YOUR INSTRUCTIONS: Gather, from the data below, each line in which the word "teeth" occurs.

[[ DATA SHOWN open ]]

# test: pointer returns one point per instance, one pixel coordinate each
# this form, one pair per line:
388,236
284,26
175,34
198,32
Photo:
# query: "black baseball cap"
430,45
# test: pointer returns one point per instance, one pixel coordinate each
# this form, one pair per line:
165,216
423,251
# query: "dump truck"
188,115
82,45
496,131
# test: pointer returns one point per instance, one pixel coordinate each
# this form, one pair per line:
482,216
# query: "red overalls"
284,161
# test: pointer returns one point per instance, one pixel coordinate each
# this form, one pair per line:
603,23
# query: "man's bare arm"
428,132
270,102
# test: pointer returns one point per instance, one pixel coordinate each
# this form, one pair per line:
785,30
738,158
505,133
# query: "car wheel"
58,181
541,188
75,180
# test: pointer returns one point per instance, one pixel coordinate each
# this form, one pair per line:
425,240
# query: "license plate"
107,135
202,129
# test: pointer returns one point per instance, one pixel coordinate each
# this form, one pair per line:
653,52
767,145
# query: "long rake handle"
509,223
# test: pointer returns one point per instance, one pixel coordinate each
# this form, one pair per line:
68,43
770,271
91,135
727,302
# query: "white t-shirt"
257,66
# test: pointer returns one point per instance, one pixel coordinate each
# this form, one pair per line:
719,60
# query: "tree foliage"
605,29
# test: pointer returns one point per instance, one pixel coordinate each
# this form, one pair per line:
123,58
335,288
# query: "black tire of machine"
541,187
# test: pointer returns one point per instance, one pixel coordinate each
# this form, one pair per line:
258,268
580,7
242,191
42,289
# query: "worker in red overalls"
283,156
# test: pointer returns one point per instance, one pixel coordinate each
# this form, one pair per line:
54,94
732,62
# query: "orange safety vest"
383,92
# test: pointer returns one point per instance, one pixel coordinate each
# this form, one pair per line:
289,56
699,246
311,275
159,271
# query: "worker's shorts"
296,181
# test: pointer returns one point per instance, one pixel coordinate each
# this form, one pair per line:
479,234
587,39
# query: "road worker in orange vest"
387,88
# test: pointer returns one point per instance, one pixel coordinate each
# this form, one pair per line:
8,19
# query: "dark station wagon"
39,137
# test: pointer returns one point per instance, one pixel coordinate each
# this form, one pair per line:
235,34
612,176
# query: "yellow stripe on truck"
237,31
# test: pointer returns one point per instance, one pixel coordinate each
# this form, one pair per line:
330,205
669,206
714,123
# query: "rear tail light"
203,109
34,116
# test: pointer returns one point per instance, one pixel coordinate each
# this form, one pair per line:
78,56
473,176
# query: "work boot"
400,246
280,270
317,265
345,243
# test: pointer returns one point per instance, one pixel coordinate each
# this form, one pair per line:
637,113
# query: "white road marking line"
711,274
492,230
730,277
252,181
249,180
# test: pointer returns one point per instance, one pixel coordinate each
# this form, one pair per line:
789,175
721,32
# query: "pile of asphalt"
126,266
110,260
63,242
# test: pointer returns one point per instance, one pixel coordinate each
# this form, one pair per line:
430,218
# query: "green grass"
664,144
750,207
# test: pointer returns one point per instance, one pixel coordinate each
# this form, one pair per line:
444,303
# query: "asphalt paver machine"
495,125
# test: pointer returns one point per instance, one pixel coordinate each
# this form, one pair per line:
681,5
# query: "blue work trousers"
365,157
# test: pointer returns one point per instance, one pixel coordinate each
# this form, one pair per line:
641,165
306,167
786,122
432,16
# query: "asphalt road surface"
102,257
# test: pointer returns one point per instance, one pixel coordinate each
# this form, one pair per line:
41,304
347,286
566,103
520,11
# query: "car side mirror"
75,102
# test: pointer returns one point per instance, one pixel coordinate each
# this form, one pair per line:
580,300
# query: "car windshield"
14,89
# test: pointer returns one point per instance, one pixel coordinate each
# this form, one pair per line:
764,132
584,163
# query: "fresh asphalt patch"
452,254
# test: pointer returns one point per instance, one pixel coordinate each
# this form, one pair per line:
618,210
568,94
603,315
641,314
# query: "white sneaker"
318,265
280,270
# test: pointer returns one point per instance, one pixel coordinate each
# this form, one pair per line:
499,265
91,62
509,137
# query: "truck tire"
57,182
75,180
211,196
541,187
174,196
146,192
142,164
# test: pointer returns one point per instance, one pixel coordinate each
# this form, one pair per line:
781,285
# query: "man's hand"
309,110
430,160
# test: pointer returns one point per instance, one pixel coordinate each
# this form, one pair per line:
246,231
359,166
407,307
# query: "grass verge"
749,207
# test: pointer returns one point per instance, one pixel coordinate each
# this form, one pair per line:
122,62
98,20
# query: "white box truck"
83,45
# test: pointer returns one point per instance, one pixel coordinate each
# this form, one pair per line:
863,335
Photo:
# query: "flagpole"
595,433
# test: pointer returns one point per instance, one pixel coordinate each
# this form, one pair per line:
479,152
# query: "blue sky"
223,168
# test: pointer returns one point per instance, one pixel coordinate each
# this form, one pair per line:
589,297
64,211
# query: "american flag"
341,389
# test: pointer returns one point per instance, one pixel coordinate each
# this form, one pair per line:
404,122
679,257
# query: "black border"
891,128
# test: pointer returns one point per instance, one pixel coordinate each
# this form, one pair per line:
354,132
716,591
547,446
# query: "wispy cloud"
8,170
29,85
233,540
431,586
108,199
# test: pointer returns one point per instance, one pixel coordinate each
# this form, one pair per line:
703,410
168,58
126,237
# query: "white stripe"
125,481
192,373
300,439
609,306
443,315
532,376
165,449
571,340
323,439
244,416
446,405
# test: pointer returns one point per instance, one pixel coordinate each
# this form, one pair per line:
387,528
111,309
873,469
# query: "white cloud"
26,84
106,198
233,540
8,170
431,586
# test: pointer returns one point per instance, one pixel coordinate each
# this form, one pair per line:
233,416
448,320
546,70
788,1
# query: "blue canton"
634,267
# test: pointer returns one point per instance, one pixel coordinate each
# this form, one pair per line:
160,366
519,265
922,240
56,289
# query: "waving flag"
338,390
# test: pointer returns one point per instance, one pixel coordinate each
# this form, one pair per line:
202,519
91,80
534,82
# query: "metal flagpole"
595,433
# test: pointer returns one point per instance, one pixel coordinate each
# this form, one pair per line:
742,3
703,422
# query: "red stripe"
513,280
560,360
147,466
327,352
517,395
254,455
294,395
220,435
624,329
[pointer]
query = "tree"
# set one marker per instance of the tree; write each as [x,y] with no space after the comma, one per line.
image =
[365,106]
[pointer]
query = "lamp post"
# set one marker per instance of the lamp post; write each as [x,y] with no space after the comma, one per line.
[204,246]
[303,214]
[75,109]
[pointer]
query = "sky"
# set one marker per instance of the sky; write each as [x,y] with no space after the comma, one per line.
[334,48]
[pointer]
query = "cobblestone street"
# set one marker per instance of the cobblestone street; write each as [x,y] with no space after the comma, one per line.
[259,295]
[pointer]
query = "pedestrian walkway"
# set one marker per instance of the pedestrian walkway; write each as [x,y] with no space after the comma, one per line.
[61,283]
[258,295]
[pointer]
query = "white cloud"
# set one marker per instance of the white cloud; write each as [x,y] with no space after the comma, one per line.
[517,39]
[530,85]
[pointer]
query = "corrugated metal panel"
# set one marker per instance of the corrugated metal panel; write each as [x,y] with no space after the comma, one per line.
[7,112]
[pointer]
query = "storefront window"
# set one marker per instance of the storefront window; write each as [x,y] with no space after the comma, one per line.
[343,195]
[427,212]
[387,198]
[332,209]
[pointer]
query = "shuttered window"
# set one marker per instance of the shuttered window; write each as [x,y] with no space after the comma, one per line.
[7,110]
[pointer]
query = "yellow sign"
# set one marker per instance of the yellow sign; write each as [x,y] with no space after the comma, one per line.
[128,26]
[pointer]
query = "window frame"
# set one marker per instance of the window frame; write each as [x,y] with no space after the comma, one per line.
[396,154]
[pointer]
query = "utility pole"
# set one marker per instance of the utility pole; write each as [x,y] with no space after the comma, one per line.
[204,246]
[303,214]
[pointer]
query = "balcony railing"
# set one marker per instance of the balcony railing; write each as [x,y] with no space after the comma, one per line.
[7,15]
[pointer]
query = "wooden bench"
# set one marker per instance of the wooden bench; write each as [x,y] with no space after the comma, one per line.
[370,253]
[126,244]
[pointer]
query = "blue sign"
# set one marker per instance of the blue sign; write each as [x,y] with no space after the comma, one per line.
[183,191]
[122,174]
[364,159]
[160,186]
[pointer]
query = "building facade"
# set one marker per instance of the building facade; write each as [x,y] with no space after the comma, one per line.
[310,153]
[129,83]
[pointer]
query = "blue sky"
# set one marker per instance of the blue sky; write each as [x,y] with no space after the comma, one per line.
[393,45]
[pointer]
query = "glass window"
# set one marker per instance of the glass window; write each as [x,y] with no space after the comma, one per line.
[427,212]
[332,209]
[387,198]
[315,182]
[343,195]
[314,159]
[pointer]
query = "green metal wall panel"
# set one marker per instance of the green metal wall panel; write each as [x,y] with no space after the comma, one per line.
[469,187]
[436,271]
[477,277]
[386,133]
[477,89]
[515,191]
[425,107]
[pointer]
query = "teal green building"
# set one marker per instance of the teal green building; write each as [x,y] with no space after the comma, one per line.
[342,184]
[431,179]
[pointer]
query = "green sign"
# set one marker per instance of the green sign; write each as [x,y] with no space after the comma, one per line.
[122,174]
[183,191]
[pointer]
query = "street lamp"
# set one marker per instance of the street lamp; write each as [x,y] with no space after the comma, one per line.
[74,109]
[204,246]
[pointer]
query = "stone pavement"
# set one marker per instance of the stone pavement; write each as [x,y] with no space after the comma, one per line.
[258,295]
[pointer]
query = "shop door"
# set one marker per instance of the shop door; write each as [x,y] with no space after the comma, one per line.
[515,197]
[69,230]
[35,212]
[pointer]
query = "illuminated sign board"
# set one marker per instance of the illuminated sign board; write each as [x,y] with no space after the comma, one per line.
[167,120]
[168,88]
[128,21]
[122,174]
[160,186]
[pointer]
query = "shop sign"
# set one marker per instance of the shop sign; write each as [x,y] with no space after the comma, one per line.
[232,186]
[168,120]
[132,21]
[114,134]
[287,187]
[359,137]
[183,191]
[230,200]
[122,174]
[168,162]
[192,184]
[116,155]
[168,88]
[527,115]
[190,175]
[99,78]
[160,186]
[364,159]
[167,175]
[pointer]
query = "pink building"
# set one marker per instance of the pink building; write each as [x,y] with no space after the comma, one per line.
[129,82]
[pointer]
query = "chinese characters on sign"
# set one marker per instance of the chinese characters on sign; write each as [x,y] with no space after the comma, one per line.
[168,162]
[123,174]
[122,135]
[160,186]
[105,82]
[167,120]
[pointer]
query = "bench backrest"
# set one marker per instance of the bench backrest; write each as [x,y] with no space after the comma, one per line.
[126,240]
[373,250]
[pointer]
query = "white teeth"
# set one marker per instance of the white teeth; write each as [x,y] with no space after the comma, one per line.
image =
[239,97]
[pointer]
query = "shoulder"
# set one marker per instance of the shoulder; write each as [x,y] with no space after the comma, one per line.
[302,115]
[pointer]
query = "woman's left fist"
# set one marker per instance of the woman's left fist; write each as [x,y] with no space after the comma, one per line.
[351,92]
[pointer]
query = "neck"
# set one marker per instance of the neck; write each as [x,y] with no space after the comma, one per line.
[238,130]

[[ DATA SHOWN closed ]]

OUTPUT:
query = "white teeth"
# set one marker per instance of the white teeth; write each as [x,y] with no space after the comma, one per line.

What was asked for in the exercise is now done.